[Start of section]

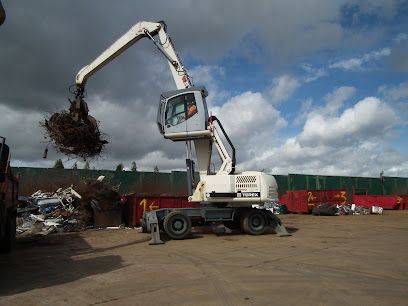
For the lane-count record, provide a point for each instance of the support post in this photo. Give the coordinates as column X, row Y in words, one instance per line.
column 153, row 223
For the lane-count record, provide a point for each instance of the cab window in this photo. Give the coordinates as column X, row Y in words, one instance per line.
column 180, row 108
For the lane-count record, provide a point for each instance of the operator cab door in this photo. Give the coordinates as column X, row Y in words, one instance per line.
column 183, row 114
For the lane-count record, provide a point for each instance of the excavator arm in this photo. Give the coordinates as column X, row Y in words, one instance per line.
column 140, row 30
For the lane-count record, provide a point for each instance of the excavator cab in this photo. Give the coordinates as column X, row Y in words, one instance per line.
column 183, row 114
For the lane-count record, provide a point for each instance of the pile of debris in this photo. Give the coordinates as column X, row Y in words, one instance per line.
column 69, row 209
column 74, row 137
column 328, row 209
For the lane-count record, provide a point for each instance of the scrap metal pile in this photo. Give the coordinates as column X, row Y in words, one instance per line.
column 74, row 132
column 328, row 209
column 65, row 210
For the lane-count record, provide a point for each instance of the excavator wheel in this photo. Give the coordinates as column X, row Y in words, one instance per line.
column 177, row 225
column 253, row 222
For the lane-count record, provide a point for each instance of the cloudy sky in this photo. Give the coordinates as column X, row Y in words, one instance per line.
column 306, row 86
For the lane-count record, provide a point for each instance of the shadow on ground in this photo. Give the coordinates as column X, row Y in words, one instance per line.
column 39, row 262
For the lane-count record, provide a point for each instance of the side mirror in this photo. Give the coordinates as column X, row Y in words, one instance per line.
column 4, row 154
column 2, row 14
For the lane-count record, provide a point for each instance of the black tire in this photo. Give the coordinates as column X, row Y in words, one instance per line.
column 144, row 226
column 177, row 225
column 254, row 222
column 7, row 243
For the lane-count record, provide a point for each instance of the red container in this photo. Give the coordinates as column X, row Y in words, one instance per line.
column 404, row 202
column 138, row 204
column 384, row 201
column 303, row 201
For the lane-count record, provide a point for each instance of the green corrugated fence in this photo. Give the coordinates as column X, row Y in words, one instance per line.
column 175, row 183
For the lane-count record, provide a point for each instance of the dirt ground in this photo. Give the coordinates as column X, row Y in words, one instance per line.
column 344, row 260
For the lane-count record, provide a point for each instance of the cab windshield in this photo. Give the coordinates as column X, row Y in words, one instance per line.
column 180, row 108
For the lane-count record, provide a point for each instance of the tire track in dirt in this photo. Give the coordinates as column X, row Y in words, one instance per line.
column 222, row 286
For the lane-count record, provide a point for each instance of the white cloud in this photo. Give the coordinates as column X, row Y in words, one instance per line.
column 351, row 143
column 336, row 99
column 394, row 93
column 282, row 88
column 369, row 118
column 358, row 62
column 210, row 76
column 400, row 38
column 251, row 122
column 305, row 108
column 313, row 73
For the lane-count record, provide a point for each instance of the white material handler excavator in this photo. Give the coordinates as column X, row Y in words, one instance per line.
column 224, row 196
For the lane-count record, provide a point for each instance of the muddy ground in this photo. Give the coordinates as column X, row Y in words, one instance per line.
column 345, row 260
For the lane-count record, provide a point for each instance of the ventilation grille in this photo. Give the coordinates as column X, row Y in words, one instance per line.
column 246, row 179
column 271, row 193
column 246, row 182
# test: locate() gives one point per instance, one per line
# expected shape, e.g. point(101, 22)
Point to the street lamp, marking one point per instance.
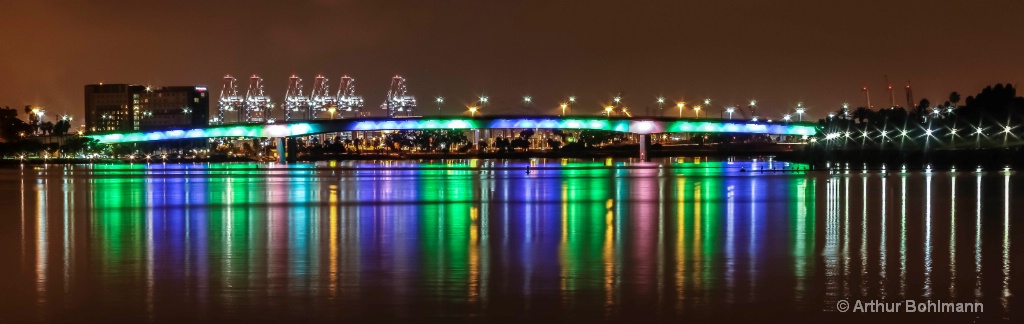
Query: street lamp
point(753, 111)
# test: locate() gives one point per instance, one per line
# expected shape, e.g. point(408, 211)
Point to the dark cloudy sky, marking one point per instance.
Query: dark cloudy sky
point(778, 52)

[End of section]

§ **Activity**
The images are to be left out; every line above should be set down exactly.

§ **Answer below**
For the lane-count record, provide a point for each instance of the support post in this photo. Give the coordinates as column X, row Y in words, one instance per line.
column 153, row 223
For the lane-count record, provide a point for each instance of the cab window in this photo. Give the coordinates as column X, row Y in words, one instance per line.
column 180, row 108
For the lane-count record, provide a point for each instance of the operator cab door in this photo. Give the coordinates as column X, row Y in words, one instance per line.
column 183, row 114
For the lane-count record, provide a point for each instance of the excavator arm in this photo. Give the coordinates as column X, row Y in words, one instance per line.
column 140, row 30
For the lane-count record, provide a point for each instance of the excavator cab in this photo. Give the coordinates as column X, row Y in words, one instance per line.
column 183, row 114
For the lane-count record, provide a point for each instance of the pile of debris in this photo. Give the coordinates as column X, row Y in words, one instance per line.
column 69, row 209
column 74, row 137
column 328, row 209
For the lane-count record, provide a point for each instance of the scrap metal pile in this photo. Give the coordinates as column X, row Y in words, one instance per line.
column 74, row 132
column 328, row 209
column 65, row 210
For the lane-count record, provide a point for each instance of the excavator wheel in this photo. Give the coordinates as column X, row Y in words, one instance per line.
column 177, row 225
column 253, row 222
For the lane-count record, provide a point for each instance of the cloudy sky in this photo. Give the coordinates as column X, row Y in words, one instance per line.
column 306, row 86
For the lane-count record, provide a point for each instance of the shadow on ground in this photo. Give the coordinates as column X, row Y in words, one instance per line.
column 39, row 262
For the lane-count record, provide a point for each instance of the side mirror in this photo. Give the coordinates as column X, row Y in words, one instance per line.
column 4, row 154
column 2, row 14
For the lane-count record, provide a point for each instance of the black tire in this photo. Give the coordinates as column X, row Y in words, one instance per line.
column 144, row 226
column 177, row 225
column 254, row 222
column 7, row 243
For the lane-count record, provide a point for each instance of the red container in this photo. Give the coordinates as column X, row Y in words, one instance per line.
column 404, row 202
column 138, row 204
column 384, row 201
column 303, row 201
For the lane-count record, provide a point for each instance of the green corrugated fence in this photo. Give the coordinates as column X, row Y in words, one instance per line.
column 175, row 183
For the lane-count record, provide a point for each instance of the dirt ground in this photo. Give the coordinates as column X, row Y in words, one instance per line.
column 344, row 260
For the lane-count record, provide a point for each instance of the cab windshield in this photo. Give the coordinates as column X, row Y in words, one instance per line.
column 180, row 108
For the lane-count record, provide a point for each instance of the tire track in dirt in this photo. Give the coordinates as column X, row Y in words, one instance per line.
column 222, row 286
For the lane-count record, provide a point for each instance of the white cloud in this photo. Give the coordinates as column X, row Y in words, one instance per line.
column 351, row 143
column 336, row 99
column 394, row 93
column 282, row 88
column 369, row 118
column 358, row 62
column 210, row 76
column 400, row 38
column 251, row 122
column 305, row 108
column 313, row 73
For the lane-count record, provide a point for each instance of the white material handler excavator in this photo. Give the coordinates as column X, row Y in words, one instance per line.
column 224, row 196
For the lane-count record, provide a point for each instance of the muddy ground in this photo. Give the coordinates as column X, row Y in words, one instance per line.
column 345, row 260
For the lane-count record, provide a point for each instance of the ventilation grille in this photo. Give the coordinates as column X, row Y in words, one instance per line.
column 246, row 179
column 271, row 193
column 246, row 182
# test: locate() gives one point per instance, one per line
# expected shape, e.g. point(101, 22)
Point to the street lamp, marking one point per instance.
Query: street lamp
point(753, 111)
# test: locate() gives one point per instance, one per line
# expected shape, e.g. point(408, 211)
Point to the dark cloudy sky, marking one point per instance.
Query: dark cloudy sky
point(778, 52)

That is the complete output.